We were actually in Vegas when we decided to buy some RC equipment, so during a break from blackjack, we found a hobby store and looked over some stuff.  We didn’t want anything fancy, just a transmitter that could send a signal to a receiver that could move something in response to reception.  We found a couple of units pretty cheap, so we bought the stuff right there in Vegas, even though we couldn’t use it on the same trip.  I really hadn’t figured out yet just how to make use of it.

 

Back in San Diego I took the boxes apart, and removed the transmitter circuit boards.  There were little controls that when moved; caused the transmitter to send a signal to a receiver that in turn caused a servo to move.  Underneath our clothes, we taped to our bodies the circuit boards, battery packs, wires, transmitter controls and servos.  It was really a precarious mess.  We were always afraid we’d be walking in the casino, and batteries or wires would fall out the bottoms of our pant legs.  We had long wire antennas down the legs of our pants so we could receive signals even when far apart in the casino.  Every morning in Vegas, we’d get up and one of us would mumble, “We have to get wired.”  It was a long procedure, and tearing the tape off at the end of the day was painful.

 

The radio signaling worked really well.  The transmitter control was in our pockets, and the servo that moved upon reception of a signal was taped to our legs.  We would both back count, then if Greg’s deck got hot, he would put his hand in his pocket and signal me the count.  He would just move his control a number of times equal to the running count.  I would feel the servo moving against my leg.  I just counted the number of times it moved.  Visa versa if my deck went hot.  We were each other’s Big Player.  The Big Player would receive the count, then show up at the hot table, apparently out of nowhere.  That looks natural.  A player just walks up and sits down, and starts playing.  When one of us did sit down to play, the bets were big because the count was high.

 

The best story involving the radio signaling concerns a Vegas trip we took with our parents.  Greg and I were wired up, and playing downtown at the Mint (no longer in existence).  Greg was actually playing for peanuts (instead of back counting) at a crowded table, while my parents watched.  I had been back counting some other tables, but not much was happening.  The decks were staying cold.  I decided it was time for a restroom break, so I hit the men’s room.  I entered a stall, dropped my pants, and prepared to have a seat for a while.  Well, suddenly the servo on my leg started going NUTS!  Wherever the hell Greg was playing, the count was HUGE.  So, I put a cork in it, pulled up my pants, and raced out into the casino.  It was easy to find Greg because my parents were standing at the table, watching. 

 

The table was full.  There was no place for me to get a bet down.  Damn.  The count was so high that we had a huge advantage over the house, for the moment.  It was outrageous as hell, but I walked up to Greg, whispered in his ear that I would take over, and took his seat.  That was such weird behavior, that I might as well have climbed up on the table and shouted, “WE ARE UP TO SOMETHING!”  To boot, I plopped down and started making huge bets, attracting even more attention.  I was putting out $300 per hand, and winning more hands than I lost.  The pit boss had had enough of that shit after about ten minutes, and so whispered to the dealer to shuffle up.  So the dealer pulled the decks out of the shoe, even though there were plenty of cards lefts, and shuffled away our advantage.  Well, we made $350 in just a few minutes, and in so doing, put on a great show for my parents.

• EXERCISE SET
A – Condense the paragraph of the blackjack story that begins "The radio signaling worked really well," keeping its main facts.
B – In the records, begin at the line that has "trace: palm tree;" and stop after the line that has "[[[411,44],[457,44],[462,39],[462,18],[430,18],[410,37]]]". Reproduce every line in that span verbatim.
The records have no connection to the text above them.

• SUPPLIED ENTRIES
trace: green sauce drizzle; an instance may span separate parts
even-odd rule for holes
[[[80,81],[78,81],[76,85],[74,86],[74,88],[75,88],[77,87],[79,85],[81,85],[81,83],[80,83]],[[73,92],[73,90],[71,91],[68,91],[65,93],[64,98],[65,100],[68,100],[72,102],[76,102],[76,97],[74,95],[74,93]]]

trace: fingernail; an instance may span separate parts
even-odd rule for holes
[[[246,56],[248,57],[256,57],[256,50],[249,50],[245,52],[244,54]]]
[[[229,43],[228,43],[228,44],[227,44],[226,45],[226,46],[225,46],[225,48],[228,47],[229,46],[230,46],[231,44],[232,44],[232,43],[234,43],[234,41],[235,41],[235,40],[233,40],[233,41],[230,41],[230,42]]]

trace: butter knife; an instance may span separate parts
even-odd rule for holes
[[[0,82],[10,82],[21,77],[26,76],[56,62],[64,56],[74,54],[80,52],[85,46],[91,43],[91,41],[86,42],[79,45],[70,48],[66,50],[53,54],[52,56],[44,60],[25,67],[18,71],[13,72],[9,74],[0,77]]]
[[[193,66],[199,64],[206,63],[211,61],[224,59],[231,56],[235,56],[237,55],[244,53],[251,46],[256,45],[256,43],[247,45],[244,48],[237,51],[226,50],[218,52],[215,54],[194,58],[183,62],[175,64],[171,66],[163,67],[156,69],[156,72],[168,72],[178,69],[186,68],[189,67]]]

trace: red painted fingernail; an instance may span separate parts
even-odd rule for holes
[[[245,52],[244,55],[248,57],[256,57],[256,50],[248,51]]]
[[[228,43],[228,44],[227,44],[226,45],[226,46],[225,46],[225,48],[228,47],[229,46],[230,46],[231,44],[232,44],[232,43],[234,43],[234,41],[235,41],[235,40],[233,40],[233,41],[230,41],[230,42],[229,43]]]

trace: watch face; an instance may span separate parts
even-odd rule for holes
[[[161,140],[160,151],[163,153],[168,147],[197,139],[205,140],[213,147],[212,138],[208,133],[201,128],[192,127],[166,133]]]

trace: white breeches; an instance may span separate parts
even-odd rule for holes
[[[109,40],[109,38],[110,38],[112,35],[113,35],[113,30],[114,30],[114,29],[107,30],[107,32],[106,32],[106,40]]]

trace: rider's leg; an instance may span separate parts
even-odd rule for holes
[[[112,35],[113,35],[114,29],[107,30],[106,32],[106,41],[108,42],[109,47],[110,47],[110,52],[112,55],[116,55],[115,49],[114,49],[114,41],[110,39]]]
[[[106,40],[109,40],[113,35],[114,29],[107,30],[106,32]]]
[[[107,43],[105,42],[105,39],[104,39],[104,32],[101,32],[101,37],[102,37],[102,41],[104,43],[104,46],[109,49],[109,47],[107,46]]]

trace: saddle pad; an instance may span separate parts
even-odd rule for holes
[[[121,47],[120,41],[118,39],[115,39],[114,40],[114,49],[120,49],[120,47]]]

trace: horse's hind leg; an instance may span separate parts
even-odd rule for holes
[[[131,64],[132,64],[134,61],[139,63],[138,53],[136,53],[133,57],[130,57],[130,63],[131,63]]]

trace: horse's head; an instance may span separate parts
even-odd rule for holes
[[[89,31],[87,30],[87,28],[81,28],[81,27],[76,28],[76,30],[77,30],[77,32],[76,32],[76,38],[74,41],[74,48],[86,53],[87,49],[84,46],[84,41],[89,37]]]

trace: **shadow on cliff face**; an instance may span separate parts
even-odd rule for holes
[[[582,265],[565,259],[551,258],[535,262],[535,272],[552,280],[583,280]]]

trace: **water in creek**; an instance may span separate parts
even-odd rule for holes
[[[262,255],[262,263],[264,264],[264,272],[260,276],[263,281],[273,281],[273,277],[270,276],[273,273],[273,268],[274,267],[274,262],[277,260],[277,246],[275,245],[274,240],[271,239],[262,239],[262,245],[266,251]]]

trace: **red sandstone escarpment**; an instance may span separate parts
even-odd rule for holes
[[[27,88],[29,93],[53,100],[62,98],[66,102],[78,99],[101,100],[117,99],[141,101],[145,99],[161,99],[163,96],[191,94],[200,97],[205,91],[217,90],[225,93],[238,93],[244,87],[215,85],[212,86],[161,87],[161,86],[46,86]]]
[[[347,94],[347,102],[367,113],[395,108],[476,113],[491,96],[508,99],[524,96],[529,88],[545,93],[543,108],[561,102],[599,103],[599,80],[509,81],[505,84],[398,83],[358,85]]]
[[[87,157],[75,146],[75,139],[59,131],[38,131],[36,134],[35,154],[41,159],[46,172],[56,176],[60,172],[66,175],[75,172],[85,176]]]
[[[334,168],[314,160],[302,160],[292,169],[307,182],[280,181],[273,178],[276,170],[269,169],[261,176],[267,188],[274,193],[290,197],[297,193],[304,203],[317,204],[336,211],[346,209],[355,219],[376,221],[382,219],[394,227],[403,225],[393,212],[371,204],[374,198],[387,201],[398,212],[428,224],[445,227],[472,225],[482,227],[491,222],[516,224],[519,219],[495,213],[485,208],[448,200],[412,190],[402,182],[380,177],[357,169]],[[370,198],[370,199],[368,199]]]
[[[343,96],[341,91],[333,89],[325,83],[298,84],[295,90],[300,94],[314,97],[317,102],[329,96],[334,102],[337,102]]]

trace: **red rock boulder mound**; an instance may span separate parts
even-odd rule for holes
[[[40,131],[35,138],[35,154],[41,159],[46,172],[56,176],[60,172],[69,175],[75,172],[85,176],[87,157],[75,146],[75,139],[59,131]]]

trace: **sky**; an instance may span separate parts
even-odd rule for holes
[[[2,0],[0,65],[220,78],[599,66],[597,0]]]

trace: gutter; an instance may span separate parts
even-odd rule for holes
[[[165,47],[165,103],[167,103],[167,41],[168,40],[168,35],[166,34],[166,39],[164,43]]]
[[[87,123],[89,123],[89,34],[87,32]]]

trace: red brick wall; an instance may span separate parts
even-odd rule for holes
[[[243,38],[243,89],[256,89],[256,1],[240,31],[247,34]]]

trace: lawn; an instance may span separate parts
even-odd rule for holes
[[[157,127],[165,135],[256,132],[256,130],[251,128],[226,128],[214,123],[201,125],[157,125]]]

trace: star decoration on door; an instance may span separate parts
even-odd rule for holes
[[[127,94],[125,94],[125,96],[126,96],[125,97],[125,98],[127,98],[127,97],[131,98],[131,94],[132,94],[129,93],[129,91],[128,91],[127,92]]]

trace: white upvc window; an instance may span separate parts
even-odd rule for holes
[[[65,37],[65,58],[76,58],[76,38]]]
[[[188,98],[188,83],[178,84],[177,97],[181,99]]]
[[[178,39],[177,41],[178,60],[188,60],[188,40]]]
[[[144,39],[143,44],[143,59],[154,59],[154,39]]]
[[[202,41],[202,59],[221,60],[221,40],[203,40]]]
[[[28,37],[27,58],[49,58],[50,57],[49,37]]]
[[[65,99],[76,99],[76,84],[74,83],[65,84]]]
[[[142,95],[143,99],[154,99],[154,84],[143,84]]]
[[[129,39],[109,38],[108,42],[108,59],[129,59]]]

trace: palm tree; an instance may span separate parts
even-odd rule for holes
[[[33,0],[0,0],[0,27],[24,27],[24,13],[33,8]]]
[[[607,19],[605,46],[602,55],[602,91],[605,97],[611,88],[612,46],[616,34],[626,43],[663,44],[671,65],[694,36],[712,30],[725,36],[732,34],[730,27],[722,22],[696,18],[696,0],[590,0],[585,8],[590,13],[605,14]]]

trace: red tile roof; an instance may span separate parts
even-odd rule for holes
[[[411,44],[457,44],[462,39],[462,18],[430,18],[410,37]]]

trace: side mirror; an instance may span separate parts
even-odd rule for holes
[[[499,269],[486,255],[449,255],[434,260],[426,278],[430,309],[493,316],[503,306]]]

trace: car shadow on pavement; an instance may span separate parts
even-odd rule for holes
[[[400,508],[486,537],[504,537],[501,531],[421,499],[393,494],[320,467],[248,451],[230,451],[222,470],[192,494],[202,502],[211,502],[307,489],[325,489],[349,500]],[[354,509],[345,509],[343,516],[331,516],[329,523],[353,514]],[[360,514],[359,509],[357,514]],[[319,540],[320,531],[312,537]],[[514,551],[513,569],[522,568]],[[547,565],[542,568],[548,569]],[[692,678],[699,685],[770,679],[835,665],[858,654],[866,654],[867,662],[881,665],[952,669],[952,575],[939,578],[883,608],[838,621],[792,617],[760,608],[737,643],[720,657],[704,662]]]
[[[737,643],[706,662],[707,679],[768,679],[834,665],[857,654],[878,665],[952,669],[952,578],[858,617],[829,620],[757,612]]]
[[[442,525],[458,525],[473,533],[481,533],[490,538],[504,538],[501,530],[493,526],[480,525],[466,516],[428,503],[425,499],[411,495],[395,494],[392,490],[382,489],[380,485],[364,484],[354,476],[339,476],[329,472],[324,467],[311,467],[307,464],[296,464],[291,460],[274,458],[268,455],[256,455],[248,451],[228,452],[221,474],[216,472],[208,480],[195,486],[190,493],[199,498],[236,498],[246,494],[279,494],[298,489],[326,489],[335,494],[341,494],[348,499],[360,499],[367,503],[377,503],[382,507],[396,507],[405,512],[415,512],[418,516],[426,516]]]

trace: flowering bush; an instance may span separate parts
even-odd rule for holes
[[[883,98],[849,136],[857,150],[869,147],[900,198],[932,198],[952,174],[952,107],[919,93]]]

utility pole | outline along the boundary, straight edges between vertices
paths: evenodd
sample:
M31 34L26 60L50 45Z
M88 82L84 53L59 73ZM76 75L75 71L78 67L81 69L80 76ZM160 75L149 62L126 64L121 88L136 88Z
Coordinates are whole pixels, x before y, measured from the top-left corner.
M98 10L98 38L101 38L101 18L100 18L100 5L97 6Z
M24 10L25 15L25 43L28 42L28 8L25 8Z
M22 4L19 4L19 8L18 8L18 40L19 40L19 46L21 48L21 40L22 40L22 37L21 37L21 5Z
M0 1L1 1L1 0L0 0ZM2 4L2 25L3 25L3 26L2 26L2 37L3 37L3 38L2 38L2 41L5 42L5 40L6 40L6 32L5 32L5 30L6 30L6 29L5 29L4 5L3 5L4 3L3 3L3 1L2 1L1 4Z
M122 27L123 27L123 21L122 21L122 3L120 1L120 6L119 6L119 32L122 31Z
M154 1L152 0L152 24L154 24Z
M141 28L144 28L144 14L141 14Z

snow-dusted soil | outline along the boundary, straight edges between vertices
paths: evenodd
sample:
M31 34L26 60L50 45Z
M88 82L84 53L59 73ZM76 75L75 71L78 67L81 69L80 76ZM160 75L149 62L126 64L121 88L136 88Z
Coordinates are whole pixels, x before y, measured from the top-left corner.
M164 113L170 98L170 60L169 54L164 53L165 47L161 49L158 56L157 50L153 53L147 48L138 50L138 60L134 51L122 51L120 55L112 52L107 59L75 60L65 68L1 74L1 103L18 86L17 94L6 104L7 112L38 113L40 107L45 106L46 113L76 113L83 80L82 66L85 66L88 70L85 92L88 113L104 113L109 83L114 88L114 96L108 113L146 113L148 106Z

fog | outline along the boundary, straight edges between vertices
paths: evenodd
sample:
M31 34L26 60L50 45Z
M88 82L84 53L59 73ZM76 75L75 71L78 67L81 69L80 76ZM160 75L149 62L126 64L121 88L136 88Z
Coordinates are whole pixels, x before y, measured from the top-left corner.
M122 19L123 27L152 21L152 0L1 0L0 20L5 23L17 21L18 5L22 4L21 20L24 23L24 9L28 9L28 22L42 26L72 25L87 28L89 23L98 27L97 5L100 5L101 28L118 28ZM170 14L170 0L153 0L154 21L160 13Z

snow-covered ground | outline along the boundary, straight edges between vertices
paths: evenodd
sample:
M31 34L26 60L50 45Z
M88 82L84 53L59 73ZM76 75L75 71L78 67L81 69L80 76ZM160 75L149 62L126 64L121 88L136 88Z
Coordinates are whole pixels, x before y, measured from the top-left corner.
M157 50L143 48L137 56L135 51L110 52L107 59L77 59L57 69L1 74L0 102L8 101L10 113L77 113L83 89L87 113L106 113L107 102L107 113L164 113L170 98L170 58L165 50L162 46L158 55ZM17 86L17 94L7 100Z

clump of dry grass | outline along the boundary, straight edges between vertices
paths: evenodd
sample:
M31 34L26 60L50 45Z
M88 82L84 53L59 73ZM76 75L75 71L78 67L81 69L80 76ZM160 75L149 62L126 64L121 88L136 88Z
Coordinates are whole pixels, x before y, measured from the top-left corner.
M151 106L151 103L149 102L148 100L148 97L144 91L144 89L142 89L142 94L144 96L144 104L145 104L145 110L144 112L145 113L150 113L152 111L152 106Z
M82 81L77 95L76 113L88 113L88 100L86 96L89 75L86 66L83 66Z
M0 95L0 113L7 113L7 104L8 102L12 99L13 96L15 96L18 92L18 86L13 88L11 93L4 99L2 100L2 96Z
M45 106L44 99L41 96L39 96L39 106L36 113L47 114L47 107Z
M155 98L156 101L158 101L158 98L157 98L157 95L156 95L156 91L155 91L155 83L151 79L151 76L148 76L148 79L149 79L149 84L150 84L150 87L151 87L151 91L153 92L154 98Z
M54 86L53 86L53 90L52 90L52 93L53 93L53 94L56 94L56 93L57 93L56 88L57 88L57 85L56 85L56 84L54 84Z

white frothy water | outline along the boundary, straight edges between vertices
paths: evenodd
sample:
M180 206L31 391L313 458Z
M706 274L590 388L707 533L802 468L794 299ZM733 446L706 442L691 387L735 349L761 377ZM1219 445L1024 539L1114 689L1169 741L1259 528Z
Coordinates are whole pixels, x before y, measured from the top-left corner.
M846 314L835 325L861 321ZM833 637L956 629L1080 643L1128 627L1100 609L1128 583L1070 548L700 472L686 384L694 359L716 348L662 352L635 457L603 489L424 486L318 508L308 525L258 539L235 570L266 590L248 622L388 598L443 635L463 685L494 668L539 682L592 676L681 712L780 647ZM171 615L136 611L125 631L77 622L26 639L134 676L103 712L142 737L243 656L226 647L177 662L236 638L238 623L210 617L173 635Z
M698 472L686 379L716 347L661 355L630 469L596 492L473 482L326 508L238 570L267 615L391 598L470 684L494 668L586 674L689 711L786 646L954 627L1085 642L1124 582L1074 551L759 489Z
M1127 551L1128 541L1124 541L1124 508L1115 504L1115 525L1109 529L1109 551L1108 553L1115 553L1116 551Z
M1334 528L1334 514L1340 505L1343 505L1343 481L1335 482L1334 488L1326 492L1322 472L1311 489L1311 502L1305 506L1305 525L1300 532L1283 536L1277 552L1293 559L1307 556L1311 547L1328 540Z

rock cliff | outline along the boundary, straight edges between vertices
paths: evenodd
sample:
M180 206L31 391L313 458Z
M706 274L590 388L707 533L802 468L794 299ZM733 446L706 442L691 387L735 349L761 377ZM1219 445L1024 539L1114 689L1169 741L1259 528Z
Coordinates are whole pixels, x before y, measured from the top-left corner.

• FINAL RESULTS
A – The radio signaling worked well. Each of us kept a transmitter control in a pocket and had a servo taped to a leg. We both back counted. When one player's deck got hot, he moved his control as many times as the running count, and the other counted the servo's movements against his leg. Each of us served as the other's Big Player, who got the count and then appeared at the hot table as if by chance. Because the count was high when one of us sat down, the bets were big.

B –
trace: palm tree; an instance may span separate parts
even-odd rule for holes
[[[33,0],[0,0],[0,27],[24,27],[24,13],[33,8]]]
[[[607,19],[605,46],[602,55],[602,91],[605,97],[611,88],[612,46],[616,34],[626,43],[663,44],[671,65],[694,36],[712,30],[725,36],[732,34],[730,27],[722,22],[696,18],[696,0],[590,0],[585,8],[590,13],[605,14]]]

trace: red tile roof; an instance may span separate parts
even-odd rule for holes
[[[411,44],[457,44],[462,39],[462,18],[430,18],[410,37]]]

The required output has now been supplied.